━━━ Source excerpt
We write a lot about referral programs at YesGraph because our product helps make them better.

We’re written about which metrics to track, how to test whether a referral program might work, and described dozens of tactics to improve performance.

In this post, we’ll cover exactly what it takes to create a referral program and add YesGraph. This is for people just getting started. If you have a referral program and want to increase performance, start from step 4.

1. Invite URL to track referral signups

To track performance and grant rewards, you need a way of having one user share a link or code with a friend to get them to sign up.

Uber made popular having a referral code because lots of sharing was in person, but we have supercomputers in our pockets and links are easier to click than typing a code.

The simplest invite link just has the inviter’s username or a referral code, like this:

That url should go to a registration page. Making this a dedicated registration page separate from your normal signup form is a good idea because you can optimize it as a referral landing page.

2. Grant a reward

Many apps create an incentive to send referral invites. This helps motivate the inviter to send referrals and motives the invitee to accept the invite.

dropbox bonus

You don’t need to grant the reward just on signup. It can be deeper in the funnel. Dropbox required the invitee to signup, install the desktop client, and sync a file. This helps bring in better users and motivates users to go deeper into your product. It can also help avoid some fraud.

Note that regardless of the vendors you’re using, you’re probably going to have this build this part yourself. General purpose vendors might make system that work on some platforms, like Shopify. But granting a reward probably requires custom code.

The reward doesn’t need to be money. Extended trials, time on pro features, and some currency like Dropbox extra space all work in the right context.
━━━━━━
━━━ Record excerpts
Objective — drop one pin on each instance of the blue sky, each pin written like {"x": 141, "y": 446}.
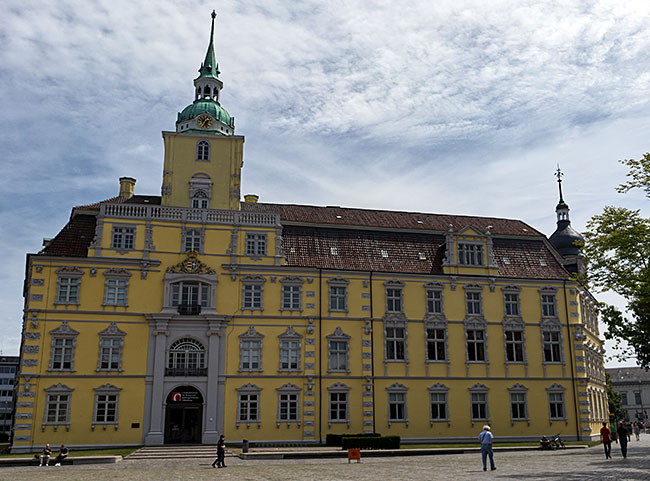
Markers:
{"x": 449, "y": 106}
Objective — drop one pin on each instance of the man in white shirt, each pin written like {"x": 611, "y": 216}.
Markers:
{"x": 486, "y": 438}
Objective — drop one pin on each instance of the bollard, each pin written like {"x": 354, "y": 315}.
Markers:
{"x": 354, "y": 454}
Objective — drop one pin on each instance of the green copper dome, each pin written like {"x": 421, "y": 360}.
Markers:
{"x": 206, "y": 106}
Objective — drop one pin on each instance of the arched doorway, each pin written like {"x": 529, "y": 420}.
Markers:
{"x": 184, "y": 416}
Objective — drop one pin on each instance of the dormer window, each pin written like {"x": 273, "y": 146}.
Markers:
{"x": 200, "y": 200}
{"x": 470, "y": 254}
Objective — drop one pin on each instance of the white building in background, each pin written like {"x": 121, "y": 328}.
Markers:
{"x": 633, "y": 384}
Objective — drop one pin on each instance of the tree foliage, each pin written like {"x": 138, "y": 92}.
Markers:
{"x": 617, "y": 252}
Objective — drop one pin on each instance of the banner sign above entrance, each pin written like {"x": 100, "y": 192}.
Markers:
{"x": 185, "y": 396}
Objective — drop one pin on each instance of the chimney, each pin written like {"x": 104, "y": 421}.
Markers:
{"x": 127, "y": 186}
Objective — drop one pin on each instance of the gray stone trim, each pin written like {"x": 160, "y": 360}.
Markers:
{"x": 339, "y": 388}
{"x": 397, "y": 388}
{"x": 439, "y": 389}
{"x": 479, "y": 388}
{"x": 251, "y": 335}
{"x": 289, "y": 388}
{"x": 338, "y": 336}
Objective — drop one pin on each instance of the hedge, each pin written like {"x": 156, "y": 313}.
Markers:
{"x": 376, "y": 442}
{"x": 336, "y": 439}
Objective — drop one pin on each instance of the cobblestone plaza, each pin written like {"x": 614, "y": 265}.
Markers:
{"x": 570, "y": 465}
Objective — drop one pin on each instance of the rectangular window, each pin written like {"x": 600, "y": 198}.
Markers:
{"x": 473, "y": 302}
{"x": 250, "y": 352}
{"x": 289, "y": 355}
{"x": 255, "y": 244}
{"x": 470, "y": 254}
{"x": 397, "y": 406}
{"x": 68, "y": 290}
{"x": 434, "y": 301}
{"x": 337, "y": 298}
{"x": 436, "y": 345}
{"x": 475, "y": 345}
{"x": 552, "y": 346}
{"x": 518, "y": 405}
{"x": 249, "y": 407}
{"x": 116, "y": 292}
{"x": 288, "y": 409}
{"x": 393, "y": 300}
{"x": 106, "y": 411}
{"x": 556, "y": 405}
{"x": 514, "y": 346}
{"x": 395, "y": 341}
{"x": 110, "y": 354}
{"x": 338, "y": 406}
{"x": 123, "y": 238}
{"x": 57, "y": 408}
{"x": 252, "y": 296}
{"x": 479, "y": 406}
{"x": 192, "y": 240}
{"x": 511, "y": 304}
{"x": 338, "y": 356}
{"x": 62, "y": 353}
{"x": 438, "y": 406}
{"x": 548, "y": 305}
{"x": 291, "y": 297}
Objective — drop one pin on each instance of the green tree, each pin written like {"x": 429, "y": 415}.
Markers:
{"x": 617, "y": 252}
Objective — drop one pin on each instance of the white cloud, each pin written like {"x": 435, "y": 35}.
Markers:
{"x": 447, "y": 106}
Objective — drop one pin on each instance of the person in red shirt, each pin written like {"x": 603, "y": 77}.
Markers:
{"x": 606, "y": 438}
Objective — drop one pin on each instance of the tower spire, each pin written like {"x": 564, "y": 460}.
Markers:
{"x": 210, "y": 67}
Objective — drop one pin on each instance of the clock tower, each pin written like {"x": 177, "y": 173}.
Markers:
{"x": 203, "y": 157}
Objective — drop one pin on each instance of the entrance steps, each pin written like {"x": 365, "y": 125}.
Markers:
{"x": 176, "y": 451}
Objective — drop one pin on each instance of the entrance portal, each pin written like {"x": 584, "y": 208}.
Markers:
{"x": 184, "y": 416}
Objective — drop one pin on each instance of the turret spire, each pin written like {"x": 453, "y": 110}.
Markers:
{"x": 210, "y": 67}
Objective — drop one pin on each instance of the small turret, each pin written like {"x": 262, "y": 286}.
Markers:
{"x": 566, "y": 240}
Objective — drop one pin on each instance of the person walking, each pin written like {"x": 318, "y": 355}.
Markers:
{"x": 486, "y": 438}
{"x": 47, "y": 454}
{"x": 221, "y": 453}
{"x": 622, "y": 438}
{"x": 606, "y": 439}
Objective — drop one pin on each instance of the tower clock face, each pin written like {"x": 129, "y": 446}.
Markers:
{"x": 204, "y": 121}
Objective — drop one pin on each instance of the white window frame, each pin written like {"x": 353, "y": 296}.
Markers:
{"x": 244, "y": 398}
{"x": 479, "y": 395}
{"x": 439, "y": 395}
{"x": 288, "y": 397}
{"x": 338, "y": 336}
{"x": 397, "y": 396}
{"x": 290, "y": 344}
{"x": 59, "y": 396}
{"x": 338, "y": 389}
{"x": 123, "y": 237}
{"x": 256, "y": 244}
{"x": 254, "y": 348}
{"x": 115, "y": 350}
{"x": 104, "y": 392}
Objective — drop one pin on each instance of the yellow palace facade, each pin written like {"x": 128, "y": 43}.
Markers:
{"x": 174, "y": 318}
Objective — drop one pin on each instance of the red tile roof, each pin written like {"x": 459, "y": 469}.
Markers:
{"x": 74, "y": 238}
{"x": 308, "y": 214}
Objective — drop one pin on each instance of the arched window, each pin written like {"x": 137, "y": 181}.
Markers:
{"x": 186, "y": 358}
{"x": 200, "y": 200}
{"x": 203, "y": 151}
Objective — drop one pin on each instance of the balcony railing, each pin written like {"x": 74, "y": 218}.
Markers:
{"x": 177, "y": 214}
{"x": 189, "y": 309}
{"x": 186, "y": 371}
━━━━━━
:: Prompt 1 ::
Quote the part of the referral program excerpt that opens with the words containing "We’re written about" and closes with "to improve performance.".
:: Prompt 2 ::
Answer these questions using the referral program excerpt:
(a) Where should the invite URL lead?
(b) What three things did Dropbox require the invitee to do?
(c) People who already have a referral program and want better results should start from which step?
Rely only on the referral program excerpt, not on the data listing or anything else.

:: Task solution 1 ::
We’re written about which metrics to track, how to test whether a referral program might work, and described dozens of tactics to improve performance.

:: Task solution 2 ::
(a) A registration page.
(b) Sign up, install the desktop client, and sync a file.
(c) Step 4.